- Born: April 25, 1875 Waichow, Guangdong, Qing China
- Died: August 11, 1951 (aged 76) Honolulu, Territory of Hawaii, United States
- Other names: Tai Heong Kong, Tai Heong Kong Li
- Occupation: physician
- Years active: 1896–1946

Chinese name
- Traditional Chinese: 江棣香
- Simplified Chinese: 江棣香

Yue: Cantonese
- Yale Romanization: Gōng Daih-hēung
- Jyutping: Gong^{1} Dai^{6}hoeng^{1}

= Kong Tai Heong =

Chinese-Hawaiian physician

Kong Tai Heong (江棣香 (Gong^{1} Dai^{6}hoeng^{1}); April 25, 1875 – August 11, 1951) was a trained obstetrician who was the first Chinese woman to practice medicine in Hawaii. Also certified as a midwife, she delivered babies for the Hawaiian, Portuguese and Chinese populations in Honolulu, practicing for over fifty years. In 1946, she was credited by Robert Ripley as having delivered more babies than any other private practitioner in the United States.

▬▬▬▬▬▬▬▬▬▬

EXERCISE DESCRIPTION. Please copy out the entire Kong Tai Heong article word for word.

DATA LISTING.
▬▬▬▬▬▬▬▬▬▬

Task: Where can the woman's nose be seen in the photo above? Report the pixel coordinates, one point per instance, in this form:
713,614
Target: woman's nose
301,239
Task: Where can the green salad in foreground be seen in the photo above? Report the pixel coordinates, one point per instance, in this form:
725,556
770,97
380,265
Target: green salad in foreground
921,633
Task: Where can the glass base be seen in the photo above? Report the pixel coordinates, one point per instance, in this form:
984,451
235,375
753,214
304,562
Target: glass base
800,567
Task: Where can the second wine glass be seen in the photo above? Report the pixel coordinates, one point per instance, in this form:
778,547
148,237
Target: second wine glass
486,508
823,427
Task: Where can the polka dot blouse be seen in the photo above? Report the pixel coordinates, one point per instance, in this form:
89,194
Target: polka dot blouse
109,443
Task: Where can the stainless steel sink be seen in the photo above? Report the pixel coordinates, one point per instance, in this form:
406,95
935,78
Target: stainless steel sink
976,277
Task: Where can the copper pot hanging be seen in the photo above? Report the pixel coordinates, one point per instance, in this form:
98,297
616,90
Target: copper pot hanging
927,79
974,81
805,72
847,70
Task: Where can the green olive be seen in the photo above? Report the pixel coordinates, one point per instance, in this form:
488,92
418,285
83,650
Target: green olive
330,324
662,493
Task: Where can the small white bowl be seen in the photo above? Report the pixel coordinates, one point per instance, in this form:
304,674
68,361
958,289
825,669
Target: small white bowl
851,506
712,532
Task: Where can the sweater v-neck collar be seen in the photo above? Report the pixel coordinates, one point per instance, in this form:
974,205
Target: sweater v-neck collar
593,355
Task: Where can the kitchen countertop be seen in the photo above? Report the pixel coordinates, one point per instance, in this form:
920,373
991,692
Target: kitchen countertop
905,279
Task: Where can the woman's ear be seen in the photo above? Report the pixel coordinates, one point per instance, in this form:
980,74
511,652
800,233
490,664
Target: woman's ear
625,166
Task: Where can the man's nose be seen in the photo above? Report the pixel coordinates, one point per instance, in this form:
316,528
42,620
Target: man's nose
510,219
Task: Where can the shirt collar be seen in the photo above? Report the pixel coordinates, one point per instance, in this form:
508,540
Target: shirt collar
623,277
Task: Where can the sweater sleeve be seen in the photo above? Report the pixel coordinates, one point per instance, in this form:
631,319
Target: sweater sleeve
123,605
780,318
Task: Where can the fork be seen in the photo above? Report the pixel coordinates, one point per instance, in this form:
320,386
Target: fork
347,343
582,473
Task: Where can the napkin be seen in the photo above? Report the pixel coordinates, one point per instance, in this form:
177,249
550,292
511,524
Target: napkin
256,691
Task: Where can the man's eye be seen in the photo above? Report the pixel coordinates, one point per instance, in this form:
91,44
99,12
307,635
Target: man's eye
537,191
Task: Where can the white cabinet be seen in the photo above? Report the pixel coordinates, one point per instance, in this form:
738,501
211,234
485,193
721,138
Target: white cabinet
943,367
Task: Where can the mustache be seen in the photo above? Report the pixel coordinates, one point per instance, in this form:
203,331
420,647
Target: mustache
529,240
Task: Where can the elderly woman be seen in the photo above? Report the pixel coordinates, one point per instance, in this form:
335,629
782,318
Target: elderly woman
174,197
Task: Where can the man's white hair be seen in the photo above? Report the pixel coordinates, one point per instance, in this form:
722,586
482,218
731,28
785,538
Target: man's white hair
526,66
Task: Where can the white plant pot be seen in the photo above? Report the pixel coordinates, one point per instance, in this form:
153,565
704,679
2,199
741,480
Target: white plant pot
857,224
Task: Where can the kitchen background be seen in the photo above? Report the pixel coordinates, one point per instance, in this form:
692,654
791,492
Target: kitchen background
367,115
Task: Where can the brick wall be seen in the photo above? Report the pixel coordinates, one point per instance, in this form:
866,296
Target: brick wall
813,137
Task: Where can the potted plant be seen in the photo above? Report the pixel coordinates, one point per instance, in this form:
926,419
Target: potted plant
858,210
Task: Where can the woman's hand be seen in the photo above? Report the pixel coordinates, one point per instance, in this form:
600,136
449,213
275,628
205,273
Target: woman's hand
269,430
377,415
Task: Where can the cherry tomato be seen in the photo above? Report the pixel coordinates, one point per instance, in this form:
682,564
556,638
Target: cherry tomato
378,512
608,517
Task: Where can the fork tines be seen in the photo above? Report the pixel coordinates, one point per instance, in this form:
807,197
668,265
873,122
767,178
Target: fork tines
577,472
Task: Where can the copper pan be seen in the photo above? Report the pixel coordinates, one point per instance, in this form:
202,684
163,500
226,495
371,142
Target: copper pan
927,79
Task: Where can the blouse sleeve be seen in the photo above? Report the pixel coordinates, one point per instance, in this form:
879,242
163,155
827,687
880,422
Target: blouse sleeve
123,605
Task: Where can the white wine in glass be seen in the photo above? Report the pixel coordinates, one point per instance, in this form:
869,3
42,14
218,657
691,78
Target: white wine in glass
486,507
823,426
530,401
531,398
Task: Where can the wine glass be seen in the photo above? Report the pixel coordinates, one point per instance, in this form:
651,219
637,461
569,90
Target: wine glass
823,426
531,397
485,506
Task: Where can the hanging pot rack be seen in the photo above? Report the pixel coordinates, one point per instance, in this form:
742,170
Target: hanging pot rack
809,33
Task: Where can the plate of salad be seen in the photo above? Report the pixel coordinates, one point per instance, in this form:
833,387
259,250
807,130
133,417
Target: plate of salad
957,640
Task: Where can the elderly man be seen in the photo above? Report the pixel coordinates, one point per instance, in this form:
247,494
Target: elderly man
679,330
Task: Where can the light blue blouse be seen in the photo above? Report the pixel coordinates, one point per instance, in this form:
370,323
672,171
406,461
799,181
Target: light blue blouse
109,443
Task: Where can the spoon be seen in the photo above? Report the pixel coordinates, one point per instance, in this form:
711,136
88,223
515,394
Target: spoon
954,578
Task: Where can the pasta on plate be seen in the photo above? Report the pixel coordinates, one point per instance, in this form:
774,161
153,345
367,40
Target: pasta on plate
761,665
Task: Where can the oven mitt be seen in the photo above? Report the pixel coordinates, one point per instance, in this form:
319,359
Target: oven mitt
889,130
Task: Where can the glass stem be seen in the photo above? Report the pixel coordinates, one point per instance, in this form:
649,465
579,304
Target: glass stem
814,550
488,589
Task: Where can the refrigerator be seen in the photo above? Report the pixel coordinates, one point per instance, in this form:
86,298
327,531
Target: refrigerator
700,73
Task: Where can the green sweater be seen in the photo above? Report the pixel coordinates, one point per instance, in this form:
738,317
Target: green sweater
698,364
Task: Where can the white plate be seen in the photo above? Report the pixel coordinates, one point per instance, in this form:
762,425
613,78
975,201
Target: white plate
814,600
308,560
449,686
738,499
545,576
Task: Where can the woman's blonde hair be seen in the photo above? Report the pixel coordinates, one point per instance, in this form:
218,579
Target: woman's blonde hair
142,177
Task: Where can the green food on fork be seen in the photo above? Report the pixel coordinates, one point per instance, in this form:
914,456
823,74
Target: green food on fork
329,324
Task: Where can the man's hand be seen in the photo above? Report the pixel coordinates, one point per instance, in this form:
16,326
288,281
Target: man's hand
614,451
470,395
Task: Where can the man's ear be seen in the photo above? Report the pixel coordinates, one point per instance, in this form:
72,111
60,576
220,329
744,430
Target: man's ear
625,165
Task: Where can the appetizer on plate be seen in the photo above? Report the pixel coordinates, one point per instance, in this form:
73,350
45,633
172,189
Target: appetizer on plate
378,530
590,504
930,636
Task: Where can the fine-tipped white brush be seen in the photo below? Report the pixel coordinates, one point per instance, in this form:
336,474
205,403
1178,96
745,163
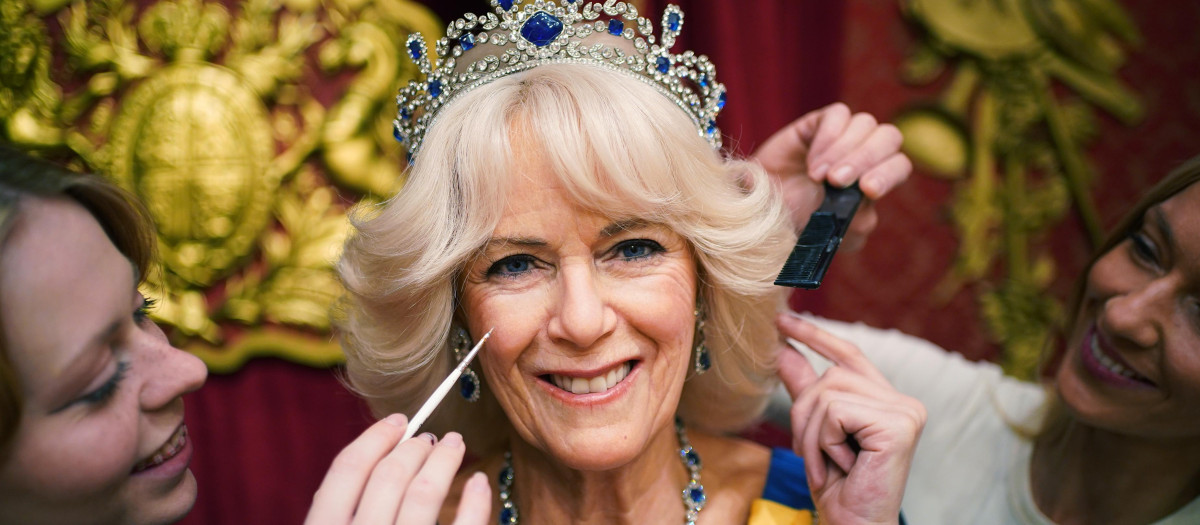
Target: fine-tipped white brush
441,393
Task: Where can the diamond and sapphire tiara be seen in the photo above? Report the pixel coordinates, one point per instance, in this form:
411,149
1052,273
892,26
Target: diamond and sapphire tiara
531,34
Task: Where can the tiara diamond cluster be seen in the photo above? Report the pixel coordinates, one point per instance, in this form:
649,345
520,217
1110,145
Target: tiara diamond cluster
523,35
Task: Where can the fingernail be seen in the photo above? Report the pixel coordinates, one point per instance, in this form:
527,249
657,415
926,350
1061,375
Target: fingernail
478,482
840,174
820,170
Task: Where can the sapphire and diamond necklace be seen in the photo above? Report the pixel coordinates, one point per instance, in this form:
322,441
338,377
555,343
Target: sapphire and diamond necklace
693,494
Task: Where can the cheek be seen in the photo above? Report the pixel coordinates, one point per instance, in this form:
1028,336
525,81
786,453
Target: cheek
76,459
1113,273
516,319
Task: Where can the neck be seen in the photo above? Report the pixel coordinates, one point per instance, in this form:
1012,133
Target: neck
648,486
1081,474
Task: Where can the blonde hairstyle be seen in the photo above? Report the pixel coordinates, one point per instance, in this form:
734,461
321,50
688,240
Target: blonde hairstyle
622,149
120,215
1179,180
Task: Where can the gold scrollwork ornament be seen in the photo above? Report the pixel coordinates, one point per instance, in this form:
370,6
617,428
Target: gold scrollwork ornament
1002,130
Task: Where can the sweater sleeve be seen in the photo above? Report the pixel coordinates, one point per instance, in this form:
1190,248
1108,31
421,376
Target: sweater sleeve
975,433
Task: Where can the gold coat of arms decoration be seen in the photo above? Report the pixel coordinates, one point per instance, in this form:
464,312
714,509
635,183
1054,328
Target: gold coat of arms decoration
1005,131
249,130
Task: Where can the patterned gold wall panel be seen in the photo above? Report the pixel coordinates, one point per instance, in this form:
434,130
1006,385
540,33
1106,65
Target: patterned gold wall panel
247,128
1026,79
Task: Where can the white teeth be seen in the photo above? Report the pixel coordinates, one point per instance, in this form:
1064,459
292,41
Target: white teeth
166,452
592,385
580,385
1107,362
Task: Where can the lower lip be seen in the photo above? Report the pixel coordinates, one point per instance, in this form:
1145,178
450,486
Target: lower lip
1098,370
173,466
593,399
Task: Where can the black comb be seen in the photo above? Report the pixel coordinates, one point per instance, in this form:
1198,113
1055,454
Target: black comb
807,266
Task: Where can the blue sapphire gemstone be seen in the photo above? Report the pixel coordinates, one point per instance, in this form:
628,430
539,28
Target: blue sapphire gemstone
663,64
541,29
466,387
508,517
616,26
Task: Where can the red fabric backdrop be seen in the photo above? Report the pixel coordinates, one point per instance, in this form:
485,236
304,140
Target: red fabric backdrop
265,435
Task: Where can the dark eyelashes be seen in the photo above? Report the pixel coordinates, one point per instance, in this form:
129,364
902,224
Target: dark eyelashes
1143,247
108,388
143,311
647,245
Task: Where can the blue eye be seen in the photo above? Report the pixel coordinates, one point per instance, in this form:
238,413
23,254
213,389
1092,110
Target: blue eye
639,248
511,265
108,388
1144,248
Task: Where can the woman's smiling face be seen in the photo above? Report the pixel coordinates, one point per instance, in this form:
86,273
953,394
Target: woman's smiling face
1134,364
101,436
594,323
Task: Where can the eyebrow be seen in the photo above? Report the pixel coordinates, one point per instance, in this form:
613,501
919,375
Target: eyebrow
623,225
1163,224
515,241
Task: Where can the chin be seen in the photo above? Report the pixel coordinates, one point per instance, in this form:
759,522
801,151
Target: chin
169,507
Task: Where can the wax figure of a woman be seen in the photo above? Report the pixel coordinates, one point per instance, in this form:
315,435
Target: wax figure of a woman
1113,435
91,417
567,188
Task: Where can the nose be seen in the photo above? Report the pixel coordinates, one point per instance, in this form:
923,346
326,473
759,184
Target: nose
167,372
1138,315
583,315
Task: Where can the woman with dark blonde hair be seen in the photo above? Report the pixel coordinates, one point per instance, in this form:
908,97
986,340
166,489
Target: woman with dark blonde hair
1113,435
91,417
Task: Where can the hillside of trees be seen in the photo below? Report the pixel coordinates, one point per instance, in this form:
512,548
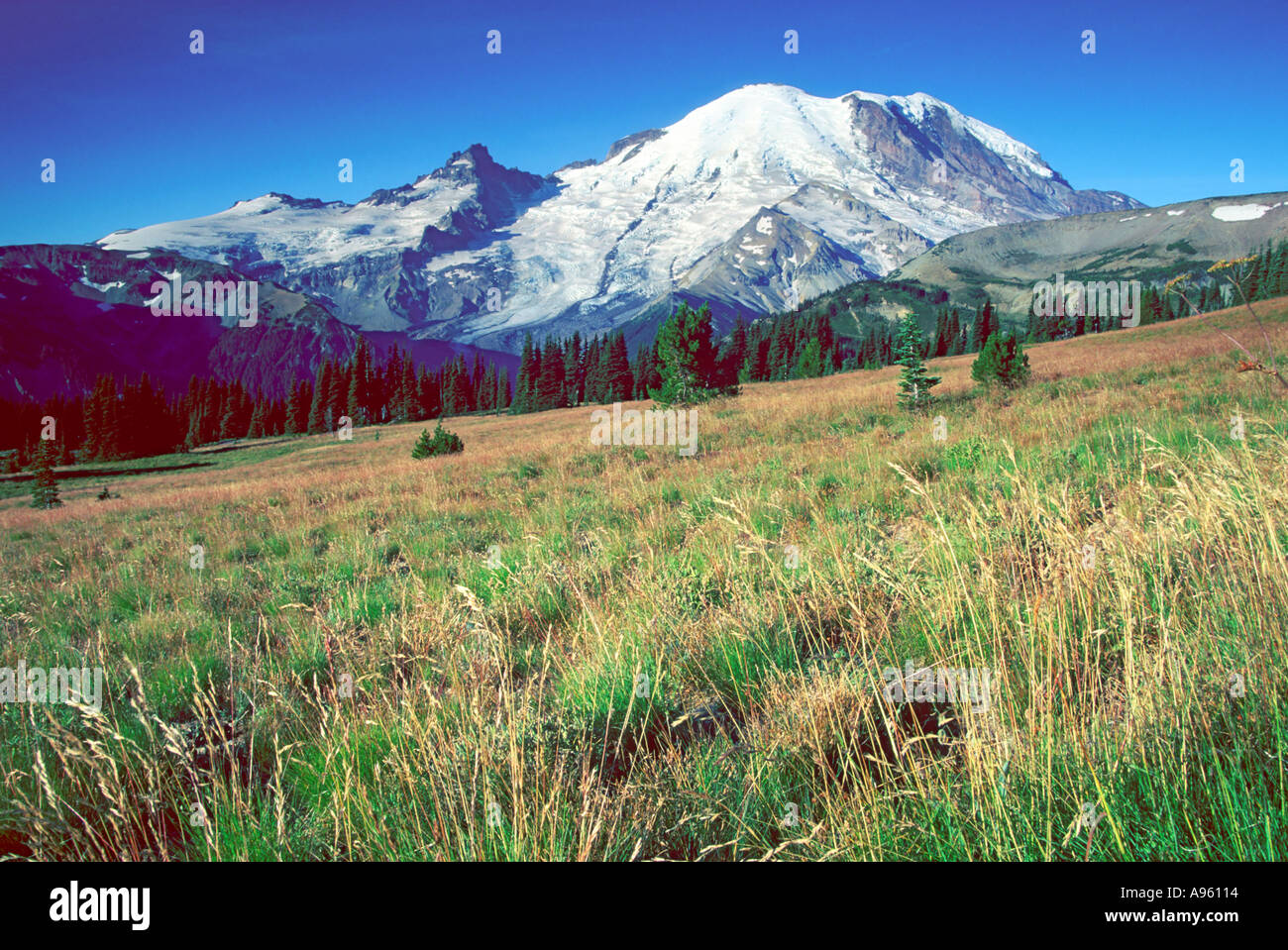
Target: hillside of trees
120,420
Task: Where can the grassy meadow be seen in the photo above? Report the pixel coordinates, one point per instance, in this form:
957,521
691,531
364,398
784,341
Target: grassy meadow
636,672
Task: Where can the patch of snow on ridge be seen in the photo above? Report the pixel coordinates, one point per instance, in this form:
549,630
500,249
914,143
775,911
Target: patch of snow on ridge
1240,213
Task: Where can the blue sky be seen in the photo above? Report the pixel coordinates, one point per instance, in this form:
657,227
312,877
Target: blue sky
145,132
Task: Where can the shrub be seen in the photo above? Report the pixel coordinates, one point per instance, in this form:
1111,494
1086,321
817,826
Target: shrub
441,443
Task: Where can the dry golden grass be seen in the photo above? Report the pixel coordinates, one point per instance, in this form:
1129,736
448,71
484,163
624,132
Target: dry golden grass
516,687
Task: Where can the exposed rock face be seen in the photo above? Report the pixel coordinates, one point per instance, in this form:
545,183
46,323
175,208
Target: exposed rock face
1149,245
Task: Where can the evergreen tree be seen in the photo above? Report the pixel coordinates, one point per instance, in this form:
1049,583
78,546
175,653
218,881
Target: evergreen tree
810,362
44,486
1001,364
914,383
441,443
686,356
621,381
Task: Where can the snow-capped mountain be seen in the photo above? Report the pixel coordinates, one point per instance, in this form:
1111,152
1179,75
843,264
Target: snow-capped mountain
761,197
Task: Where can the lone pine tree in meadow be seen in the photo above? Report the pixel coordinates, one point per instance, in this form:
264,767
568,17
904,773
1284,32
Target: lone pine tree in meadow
1001,364
441,443
914,383
44,489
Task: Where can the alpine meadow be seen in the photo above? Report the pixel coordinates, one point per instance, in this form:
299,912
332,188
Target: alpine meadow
717,465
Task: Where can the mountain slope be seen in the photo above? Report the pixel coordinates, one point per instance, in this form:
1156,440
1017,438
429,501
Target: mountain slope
69,313
853,185
1005,262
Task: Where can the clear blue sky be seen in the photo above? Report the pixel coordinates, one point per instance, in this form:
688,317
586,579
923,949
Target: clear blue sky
145,132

▬▬▬▬▬▬▬▬▬▬

EXERCISE OUTPUT.
- Born: April 25, 1875 Waichow, Guangdong, Qing China
- Died: August 11, 1951 (aged 76) Honolulu, Territory of Hawaii, United States
- Other names: Tai Heong Kong, Tai Heong Kong Li
- Occupation: physician
- Years active: 1896–1946

Chinese name
- Traditional Chinese: 江棣香
- Simplified Chinese: 江棣香

Yue: Cantonese
- Yale Romanization: Gōng Daih-hēung
- Jyutping: Gong^{1} Dai^{6}hoeng^{1}

= Kong Tai Heong =

Chinese-Hawaiian physician

Kong Tai Heong (江棣香 (Gong^{1} Dai^{6}hoeng^{1}); April 25, 1875 – August 11, 1951) was a trained obstetrician who was the first Chinese woman to practice medicine in Hawaii. Also certified as a midwife, she delivered babies for the Hawaiian, Portuguese and Chinese populations in Honolulu, practicing for over fifty years. In 1946, she was credited by Robert Ripley as having delivered more babies than any other private practitioner in the United States.